■ TEXT PASSAGE ■
Evelyne Noygues discusses the early life and achievements of Jashar Sadik Erebara, journalist, Albanian-language teacher, civil servant, founding member of various patriotic societies and deputy in the Albanian parliament from 1924 to 1939.

August 7, 2013 - Evelyne Noygues - Articles and Commentary



The year 1912 corresponds to an event of paramount importance for the Albanian people: in 1912 the Albanian nation became a fully-fledged member of international society, although it has been contested by its neighbouring countries as well as by the major powers. After much discussion, the independence of Albania was internationally recognised by the Conference of Ambassadors, which took place in London from December 1912 to July 1913, launching a new age for the Albanian nation.

The communities of the Albanian diaspora, national elites which were dispersed all over different countries within and outside the borders of the Ottoman Empire, played a key role by supporting the national movement and committing themselves to identity building. In many countries of the Balkans, the process of nation building, was pursued thanks to the efforts of educated personalities, more or less isolated who operated in an environment which was not always favourable to them. Among those personality, it is worth mentioning the unknown Albanian patriot Jashar Sadik Erebara (1875-1953) a journalist, Albanian-language teacher, civil servant, founding member of various patriotic societies and a deputy in the Albanian parliament from 1924 to 1939. However, in spite of so many brilliant roles, not many works have been published about his life.

■ SUPPLIED MATERIAL ■

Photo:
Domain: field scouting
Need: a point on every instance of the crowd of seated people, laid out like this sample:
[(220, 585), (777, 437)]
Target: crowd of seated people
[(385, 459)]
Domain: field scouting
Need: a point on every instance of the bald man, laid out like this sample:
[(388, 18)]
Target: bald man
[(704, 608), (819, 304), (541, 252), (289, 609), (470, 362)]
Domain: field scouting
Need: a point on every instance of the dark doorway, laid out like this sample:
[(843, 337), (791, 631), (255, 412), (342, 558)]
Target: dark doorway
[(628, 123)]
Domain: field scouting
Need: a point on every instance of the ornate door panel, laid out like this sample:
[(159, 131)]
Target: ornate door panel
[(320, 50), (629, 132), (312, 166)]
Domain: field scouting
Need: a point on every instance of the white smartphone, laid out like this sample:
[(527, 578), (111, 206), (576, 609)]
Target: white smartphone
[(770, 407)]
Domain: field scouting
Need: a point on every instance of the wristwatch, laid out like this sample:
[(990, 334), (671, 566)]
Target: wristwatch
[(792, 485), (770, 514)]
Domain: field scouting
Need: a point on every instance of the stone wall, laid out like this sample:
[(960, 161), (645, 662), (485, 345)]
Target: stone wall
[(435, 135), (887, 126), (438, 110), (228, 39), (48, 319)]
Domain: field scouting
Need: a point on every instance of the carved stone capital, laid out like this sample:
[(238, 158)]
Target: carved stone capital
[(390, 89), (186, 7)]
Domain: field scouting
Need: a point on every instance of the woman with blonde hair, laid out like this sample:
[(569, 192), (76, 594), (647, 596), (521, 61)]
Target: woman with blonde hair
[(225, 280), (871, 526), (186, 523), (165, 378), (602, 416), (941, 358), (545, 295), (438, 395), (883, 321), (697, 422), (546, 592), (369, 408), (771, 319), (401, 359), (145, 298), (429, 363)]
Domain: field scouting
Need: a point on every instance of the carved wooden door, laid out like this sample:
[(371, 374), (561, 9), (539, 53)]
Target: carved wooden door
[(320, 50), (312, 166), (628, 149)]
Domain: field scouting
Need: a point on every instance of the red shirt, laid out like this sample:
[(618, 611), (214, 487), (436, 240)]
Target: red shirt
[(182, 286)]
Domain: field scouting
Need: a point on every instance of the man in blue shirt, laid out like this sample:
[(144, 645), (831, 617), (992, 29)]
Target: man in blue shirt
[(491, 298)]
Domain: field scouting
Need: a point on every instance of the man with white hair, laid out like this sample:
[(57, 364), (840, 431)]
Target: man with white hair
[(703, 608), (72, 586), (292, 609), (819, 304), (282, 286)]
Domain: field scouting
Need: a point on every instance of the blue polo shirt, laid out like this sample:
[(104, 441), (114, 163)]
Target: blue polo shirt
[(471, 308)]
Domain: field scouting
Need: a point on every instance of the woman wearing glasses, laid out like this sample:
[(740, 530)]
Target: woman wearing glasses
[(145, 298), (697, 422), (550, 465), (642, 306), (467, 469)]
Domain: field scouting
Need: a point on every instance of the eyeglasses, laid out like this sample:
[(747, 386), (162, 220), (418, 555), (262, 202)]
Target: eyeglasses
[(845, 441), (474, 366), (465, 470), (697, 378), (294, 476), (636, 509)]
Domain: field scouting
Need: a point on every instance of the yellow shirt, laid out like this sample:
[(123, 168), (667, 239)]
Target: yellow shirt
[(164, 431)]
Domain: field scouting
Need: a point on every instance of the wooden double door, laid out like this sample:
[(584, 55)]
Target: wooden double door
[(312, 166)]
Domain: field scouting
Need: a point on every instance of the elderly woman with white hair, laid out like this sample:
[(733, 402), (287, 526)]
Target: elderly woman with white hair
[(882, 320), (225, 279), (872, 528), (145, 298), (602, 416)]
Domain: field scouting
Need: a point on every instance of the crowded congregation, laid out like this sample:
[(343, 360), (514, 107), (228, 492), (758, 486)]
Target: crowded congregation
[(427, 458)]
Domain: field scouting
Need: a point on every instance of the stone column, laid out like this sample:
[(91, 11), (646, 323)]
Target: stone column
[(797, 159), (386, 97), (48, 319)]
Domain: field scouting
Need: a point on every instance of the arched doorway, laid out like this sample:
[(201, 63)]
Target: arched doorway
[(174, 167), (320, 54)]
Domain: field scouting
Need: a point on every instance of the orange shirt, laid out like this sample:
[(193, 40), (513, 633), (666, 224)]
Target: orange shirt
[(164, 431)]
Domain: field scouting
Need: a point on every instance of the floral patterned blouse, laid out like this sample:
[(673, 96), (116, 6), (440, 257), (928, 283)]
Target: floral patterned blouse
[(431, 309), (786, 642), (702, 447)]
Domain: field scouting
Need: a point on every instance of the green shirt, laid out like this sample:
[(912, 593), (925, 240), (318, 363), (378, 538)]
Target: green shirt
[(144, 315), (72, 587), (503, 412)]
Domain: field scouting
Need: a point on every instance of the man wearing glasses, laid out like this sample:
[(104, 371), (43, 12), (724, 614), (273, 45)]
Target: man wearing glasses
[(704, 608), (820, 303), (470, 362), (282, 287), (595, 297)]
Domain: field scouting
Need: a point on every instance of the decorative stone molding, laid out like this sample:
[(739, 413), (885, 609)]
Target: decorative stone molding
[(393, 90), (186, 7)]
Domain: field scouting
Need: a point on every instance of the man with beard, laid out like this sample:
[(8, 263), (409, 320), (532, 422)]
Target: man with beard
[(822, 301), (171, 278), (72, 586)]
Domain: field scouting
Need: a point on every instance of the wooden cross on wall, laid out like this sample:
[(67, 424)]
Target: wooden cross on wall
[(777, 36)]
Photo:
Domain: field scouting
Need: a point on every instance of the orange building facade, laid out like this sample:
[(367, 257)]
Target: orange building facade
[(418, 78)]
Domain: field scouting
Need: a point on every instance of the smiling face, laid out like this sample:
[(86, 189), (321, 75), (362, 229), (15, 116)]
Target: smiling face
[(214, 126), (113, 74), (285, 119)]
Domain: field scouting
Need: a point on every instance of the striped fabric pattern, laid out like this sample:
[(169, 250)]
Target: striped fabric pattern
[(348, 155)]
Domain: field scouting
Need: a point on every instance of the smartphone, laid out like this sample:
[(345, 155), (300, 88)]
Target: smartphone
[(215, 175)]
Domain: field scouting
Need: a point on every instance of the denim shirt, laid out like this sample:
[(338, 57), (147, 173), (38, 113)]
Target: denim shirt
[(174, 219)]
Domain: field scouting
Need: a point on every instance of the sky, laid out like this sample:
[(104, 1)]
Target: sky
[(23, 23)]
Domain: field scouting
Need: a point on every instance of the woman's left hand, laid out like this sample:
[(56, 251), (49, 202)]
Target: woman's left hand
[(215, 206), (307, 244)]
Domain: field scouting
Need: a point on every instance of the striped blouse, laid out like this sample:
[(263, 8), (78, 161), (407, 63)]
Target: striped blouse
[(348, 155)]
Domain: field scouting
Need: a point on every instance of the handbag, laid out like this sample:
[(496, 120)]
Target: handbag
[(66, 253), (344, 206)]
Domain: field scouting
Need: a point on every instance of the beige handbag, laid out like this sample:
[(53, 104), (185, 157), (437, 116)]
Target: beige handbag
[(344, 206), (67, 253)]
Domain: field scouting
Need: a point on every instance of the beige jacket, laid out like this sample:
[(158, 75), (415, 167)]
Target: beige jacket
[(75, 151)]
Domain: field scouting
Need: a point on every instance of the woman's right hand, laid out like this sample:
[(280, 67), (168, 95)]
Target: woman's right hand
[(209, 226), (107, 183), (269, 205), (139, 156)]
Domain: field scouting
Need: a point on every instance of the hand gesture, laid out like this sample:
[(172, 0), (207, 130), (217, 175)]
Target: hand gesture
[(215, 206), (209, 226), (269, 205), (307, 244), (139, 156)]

■ AIM OF THE EXERCISE ■
Provide a continuation of the passage on Jashar Sadik Erebara, starting right after its final sentence. The rows come from a separate source.

■ RESPONSE TO THIS TASK ■
It seems that Jashar S. Erebara’s years of training were particularly interesting. Although he is not a very well-known character, he appears to be a significant protagonist of an essential era of the constitution of a state and the birth of national awareness. His life offers numerous sorts of teachings on the formation of a new cultural legitimacy which has allowed the process of identity formation as a creative principle of modernity.

The early years of a patriot

Jashar S.Erebara was born in early 1875. According to many, he was born in Mostar (Herzegovina), where he spent the early years of his childhood. Erebara belonged to a modest but educated social background; his parents were natives of Podujevo (Kosovo) and moved to Mostar because of his father’s job. Jashar’s father was in fact a civil servant of the posts of the Ottoman Empire, who from the position of a mere employee succeeded in reaching a managerial position, having responsibility for a post office with a telegraph, as Jashar would later relate in several letters.

The Albanian issue appears on the international stage in the context of the signing of the Treaty of San Stefano on March 3rd 1878 (by which Russia imposed important transfers of territories, and notably the creation of a Great independent Bulgaria on the Ottoman Empire), which for the Albanian nation in particular, implies a territorial question. The Ottoman Empire gave up many provinces that were inhabited by Albanians to many newborn states: the Sanjak of Pristina to Serbia, the regions of Ulqin and Hoti to Montenegro, and the regions of Korça, Pogradec and Dibra to Bulgaria (the final act of this treaty recognised the independence of Romania, Serbia and Montenegro whose territories are widened).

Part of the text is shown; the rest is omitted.